作業内容:
1/ WebVPN設定手順の文章のうち、「クライアントに接続時のアプレット名が表示されます。」から「Group] ダイアログ ボックスが表示されます。」までをそのまま書き写す。
2/ WebVPN設定手順の文章を、最後の文の後から続けて書き進める。

ページの抜粋:

┄┄┄┄┄┄┄┄┄┄┄┄┄┄┄┄┄┄┄┄

ダイアログ ボックスの上部にある [WebVPN] タブをクリックして、次に [Functions] タブをクリックします。
[Inherit] チェック ボックスをオフにし、[Enable auto applet download] および [Enable port forwarding] チェック ボックスをオンにします(下図参照)。
また、[WebVPN] タブ内の [Port Forwarding] タブをクリックして、[Port Forwarding List] の [Inherit] チェック ボックスもオフにします。
[Port Forwarding List] のドロップダウンの矢印をクリックして、手順 2 で作成したポート フォワーディング リストを選択します。
[Applet Name] の [Inherit] チェック ボックスをオフにして、テキスト フィールド内の名前を変更します。
クライアントに接続時のアプレット名が表示されます。
[OK] をクリックして、[Apply] をクリックします。
[Save]をクリックし、次に [Yes] をクリックして変更を確定します。
デフォルトの DefaultWebVPNGroup トンネル グループを編集するか、新しいトンネル グループを作成します。
新しいトンネル グループを作成するには、以下の手順に従います。
[General]を展開して、[Tunnel Group] を選択します。
[Add] をクリックし、[WebVPN Access] を選択します。
[Add Tunnel Group] ダイアログ ボックスが表示されます。
[Name] フィールドに名前を入力します。
[Group Policy] のドロップダウンの矢印をクリックして、手順 3 で作成したグループ ポリシーを選択します。

┄┄┄┄┄┄┄┄┄┄┄┄┄┄┄┄┄┄┄┄

ポインティング データセットの抜粋
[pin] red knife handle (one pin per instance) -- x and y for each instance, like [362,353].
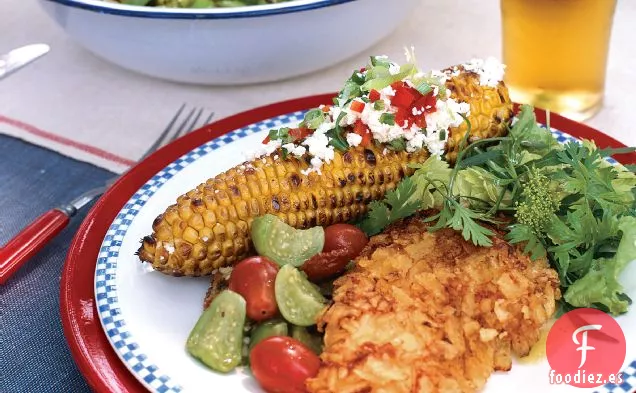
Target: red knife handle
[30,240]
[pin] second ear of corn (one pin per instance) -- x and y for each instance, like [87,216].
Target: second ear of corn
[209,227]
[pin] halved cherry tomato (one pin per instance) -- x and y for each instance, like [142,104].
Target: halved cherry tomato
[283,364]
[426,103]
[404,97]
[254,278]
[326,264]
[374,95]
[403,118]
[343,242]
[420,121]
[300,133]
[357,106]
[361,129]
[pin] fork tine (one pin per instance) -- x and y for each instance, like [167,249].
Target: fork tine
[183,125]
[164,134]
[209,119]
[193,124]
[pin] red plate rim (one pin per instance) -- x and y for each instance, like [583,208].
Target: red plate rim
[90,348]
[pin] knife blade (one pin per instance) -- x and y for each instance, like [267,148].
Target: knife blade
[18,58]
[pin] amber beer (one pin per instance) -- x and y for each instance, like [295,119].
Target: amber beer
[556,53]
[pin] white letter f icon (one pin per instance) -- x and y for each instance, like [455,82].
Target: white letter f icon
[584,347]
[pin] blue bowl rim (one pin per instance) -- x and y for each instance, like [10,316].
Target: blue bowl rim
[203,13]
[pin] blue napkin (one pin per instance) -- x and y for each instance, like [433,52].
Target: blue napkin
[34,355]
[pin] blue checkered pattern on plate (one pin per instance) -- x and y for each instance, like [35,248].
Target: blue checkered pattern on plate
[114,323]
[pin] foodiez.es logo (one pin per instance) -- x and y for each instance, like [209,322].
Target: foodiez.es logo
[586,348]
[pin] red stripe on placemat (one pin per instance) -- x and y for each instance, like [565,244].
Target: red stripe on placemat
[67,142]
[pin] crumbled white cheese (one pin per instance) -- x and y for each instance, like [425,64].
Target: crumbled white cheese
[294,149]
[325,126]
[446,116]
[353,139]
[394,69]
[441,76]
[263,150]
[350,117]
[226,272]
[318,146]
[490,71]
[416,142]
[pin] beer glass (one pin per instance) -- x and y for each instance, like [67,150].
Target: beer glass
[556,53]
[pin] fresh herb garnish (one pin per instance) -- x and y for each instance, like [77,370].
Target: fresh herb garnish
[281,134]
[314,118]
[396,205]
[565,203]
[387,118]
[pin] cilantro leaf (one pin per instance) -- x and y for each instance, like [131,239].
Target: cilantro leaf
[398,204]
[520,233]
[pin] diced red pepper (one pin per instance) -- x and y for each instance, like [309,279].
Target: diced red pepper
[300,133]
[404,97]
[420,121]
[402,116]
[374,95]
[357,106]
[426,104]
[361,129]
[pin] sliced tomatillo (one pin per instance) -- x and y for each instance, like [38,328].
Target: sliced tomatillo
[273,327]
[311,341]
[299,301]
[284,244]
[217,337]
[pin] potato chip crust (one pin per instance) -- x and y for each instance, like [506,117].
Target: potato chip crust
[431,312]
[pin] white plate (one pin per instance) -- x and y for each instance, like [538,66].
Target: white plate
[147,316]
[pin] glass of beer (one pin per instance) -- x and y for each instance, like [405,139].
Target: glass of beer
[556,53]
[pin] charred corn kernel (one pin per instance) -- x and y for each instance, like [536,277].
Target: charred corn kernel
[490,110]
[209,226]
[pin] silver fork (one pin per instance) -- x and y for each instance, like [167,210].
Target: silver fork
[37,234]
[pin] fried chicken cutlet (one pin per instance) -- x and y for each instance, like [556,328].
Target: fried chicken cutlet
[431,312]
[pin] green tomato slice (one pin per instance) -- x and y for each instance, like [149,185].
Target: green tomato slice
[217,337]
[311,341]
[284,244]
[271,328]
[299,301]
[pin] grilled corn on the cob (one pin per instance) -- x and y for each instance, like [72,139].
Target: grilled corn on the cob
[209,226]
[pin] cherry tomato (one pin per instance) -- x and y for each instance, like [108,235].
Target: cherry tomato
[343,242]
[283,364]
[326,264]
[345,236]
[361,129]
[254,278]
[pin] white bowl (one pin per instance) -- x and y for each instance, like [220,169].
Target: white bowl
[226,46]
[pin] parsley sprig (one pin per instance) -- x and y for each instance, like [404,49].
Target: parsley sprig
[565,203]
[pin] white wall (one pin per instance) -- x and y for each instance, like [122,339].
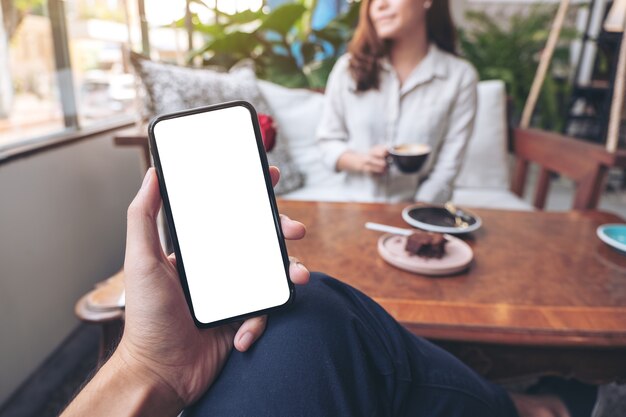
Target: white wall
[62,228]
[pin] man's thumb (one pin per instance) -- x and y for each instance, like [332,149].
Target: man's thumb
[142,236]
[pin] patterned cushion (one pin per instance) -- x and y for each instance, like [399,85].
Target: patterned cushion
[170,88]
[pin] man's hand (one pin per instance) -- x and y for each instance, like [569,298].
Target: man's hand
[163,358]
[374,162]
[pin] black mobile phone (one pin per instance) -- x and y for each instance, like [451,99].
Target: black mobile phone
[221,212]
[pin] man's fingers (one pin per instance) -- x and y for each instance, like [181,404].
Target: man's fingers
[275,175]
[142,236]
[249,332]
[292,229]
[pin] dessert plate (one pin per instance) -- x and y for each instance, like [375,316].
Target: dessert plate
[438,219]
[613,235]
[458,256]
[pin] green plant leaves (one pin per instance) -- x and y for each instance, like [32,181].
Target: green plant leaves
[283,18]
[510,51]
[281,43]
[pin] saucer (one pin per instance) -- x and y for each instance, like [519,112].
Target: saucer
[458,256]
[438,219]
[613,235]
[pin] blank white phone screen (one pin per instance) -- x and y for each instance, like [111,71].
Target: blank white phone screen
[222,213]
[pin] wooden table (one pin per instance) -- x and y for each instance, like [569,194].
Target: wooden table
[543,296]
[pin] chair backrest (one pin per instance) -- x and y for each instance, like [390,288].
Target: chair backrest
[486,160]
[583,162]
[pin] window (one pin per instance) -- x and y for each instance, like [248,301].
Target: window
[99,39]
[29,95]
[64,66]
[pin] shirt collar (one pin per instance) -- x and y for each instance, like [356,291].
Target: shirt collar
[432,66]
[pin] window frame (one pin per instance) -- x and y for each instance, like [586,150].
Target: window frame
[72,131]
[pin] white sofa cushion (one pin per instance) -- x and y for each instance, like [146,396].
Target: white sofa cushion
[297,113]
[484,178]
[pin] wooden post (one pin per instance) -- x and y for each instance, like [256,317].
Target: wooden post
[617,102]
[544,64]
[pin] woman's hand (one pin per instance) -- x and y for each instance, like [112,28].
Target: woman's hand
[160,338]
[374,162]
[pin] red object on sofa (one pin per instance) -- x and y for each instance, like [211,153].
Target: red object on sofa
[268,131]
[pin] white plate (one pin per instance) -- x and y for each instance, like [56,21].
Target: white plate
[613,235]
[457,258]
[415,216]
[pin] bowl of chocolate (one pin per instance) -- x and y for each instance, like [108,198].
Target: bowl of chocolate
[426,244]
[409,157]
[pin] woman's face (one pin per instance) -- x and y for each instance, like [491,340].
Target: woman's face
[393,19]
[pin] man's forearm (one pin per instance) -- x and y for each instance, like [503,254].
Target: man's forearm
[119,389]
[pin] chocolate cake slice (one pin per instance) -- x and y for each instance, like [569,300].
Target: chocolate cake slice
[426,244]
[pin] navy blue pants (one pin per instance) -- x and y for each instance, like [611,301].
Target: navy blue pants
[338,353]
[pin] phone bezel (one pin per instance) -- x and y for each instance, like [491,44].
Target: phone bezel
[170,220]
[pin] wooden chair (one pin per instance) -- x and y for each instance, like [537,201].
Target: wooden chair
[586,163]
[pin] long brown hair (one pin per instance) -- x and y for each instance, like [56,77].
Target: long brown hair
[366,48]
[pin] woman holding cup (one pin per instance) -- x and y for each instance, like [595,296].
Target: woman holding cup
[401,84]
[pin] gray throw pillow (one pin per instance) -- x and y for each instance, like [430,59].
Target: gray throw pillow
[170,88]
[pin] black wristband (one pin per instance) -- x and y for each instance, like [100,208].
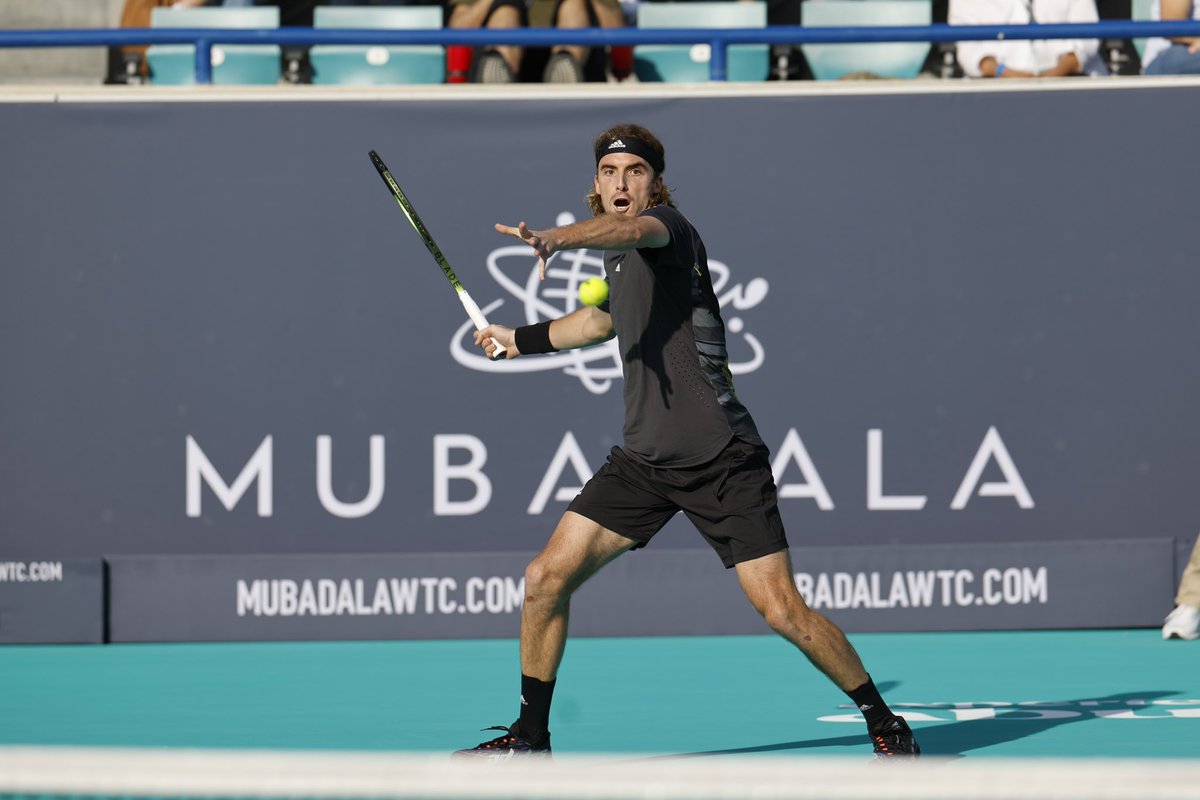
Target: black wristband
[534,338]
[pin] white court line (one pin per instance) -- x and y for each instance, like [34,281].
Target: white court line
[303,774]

┄┄┄┄┄┄┄┄┄┄┄┄┄┄┄┄┄┄┄┄

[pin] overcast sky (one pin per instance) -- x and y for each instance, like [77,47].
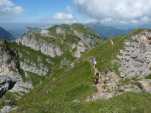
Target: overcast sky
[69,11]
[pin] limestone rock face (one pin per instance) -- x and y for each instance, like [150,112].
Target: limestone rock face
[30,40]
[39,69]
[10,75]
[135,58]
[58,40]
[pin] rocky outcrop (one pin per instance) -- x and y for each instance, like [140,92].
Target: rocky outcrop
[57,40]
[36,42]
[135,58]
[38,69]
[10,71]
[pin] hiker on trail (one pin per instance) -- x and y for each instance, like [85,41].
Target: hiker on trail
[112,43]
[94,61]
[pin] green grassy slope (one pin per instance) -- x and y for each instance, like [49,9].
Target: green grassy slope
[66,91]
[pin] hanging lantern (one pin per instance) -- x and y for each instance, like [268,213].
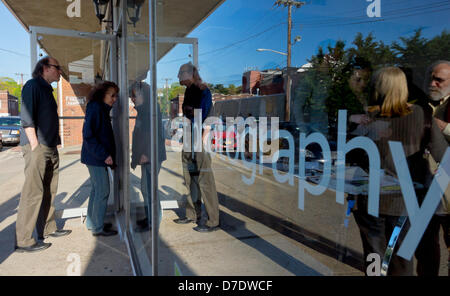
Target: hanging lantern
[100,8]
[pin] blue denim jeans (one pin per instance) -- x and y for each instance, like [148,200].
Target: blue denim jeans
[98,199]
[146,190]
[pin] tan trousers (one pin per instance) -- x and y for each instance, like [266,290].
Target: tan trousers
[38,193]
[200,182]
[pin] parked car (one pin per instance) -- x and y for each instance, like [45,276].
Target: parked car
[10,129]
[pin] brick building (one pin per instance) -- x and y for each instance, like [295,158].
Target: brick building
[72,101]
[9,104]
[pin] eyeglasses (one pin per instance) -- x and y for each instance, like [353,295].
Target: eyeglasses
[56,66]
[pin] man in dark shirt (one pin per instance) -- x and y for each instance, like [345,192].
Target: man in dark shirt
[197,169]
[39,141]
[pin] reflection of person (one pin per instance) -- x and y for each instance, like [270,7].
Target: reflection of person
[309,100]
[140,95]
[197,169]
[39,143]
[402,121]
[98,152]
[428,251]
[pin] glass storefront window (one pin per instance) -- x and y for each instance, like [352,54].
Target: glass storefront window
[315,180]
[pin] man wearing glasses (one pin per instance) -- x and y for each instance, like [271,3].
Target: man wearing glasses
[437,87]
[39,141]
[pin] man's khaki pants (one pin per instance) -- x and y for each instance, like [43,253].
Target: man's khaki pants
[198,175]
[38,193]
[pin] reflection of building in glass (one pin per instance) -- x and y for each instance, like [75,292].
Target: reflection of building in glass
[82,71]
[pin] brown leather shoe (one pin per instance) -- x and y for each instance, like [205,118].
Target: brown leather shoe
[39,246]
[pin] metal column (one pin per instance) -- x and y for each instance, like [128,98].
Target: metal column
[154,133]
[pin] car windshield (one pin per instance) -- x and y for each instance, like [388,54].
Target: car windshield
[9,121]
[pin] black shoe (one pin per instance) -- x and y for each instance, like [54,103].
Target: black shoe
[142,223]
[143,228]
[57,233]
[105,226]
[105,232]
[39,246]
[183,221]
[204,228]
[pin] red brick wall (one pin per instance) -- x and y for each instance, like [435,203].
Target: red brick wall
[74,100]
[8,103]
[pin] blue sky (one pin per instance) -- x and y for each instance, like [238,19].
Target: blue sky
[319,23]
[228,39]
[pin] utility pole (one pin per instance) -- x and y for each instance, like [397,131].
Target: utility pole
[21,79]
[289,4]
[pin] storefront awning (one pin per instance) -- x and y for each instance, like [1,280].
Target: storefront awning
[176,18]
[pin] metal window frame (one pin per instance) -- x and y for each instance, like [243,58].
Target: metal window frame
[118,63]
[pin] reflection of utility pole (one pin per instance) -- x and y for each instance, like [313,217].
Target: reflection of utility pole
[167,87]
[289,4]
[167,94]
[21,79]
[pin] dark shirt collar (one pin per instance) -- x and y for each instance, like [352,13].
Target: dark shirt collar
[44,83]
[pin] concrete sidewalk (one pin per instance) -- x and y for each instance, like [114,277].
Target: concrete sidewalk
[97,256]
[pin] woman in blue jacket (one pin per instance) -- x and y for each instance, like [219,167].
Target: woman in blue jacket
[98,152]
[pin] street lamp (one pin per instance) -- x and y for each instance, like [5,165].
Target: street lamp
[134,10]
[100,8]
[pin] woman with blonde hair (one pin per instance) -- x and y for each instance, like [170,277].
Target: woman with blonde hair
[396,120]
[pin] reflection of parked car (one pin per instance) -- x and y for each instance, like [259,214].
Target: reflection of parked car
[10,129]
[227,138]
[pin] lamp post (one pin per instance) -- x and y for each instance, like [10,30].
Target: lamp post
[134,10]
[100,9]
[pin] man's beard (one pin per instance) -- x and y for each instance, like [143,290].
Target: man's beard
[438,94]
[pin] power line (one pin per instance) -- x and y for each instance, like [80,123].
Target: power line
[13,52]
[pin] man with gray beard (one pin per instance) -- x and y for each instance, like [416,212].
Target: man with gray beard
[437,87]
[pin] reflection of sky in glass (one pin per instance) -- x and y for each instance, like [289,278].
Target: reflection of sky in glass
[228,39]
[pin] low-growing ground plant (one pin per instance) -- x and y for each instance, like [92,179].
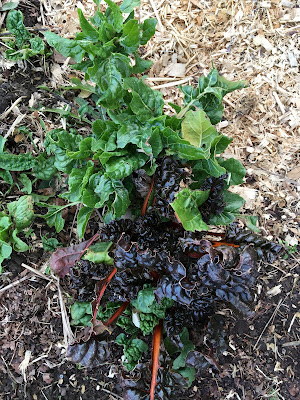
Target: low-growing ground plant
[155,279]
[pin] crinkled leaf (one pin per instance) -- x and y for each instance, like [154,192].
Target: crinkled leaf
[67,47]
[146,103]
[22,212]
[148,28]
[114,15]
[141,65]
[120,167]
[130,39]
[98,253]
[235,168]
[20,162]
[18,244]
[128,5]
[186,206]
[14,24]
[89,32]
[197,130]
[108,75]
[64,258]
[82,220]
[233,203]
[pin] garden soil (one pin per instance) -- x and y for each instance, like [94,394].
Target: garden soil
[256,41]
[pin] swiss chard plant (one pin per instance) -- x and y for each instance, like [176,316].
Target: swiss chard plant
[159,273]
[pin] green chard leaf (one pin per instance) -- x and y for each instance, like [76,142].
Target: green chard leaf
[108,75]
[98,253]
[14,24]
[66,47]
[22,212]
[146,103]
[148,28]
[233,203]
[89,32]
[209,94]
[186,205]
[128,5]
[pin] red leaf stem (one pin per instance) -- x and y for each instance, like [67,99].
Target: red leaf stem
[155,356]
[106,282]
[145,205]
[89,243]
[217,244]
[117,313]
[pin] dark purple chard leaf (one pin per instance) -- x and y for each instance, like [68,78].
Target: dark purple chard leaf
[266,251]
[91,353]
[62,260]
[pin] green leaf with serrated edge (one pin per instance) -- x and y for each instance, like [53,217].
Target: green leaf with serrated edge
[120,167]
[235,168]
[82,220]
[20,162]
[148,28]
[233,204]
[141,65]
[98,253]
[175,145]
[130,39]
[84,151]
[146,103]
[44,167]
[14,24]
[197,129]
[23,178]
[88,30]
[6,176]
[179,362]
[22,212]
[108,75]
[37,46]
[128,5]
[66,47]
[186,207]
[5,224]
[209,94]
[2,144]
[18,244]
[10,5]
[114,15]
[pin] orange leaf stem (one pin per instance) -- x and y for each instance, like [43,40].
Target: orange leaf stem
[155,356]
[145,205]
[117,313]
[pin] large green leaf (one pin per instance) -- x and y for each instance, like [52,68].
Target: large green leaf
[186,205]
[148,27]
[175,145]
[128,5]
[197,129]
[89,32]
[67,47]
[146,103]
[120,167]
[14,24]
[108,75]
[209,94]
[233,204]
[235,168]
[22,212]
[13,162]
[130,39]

┄┄┄┄┄┄┄┄┄┄┄┄┄┄┄┄┄┄┄┄

解答:
1/
クライアントに接続時のアプレット名が表示されます。
[OK] をクリックして、[Apply] をクリックします。
[Save]をクリックし、次に [Yes] をクリックして変更を確定します。
デフォルトの DefaultWebVPNGroup トンネル グループを編集するか、新しいトンネル グループを作成します。
新しいトンネル グループを作成するには、以下の手順に従います。
[General]を展開して、[Tunnel Group] を選択します。
[Add] をクリックし、[WebVPN Access] を選択します。
[Add Tunnel Group] ダイアログ ボックスが表示されます。

2/
[OK] をクリックして、[Apply] をクリックします。
[Save]をクリックし、次に [Yes] をクリックして変更を確定します。
これで、トンネル グループ、グループ ポリシー、およびポート フォワーディング特性がリンクされました。
ユーザを作成して、そのユーザをグループ ポリシーに追加するには、以下の手順に従います。
[General]を展開して、[Users] を選択します。
[Add] ボタンをクリックします。
[Add User Account] ダイアログボックスが表示されます。
ユーザ名、パスワード、および特権情報の値を入力し、次に [VPN Policy] タブをクリックします。
[Group Policy] のドロップダウンの矢印をクリックして、手順 3 で作成したグループ ポリシーを選択します。
このユーザは、選択したグループ ポリシーの WebVPN 特性およびポリシーを継承します。
[OK] をクリックして、[Apply] をクリックします。
[Save] をクリックし、[Yes] をクリックして変更を確定します。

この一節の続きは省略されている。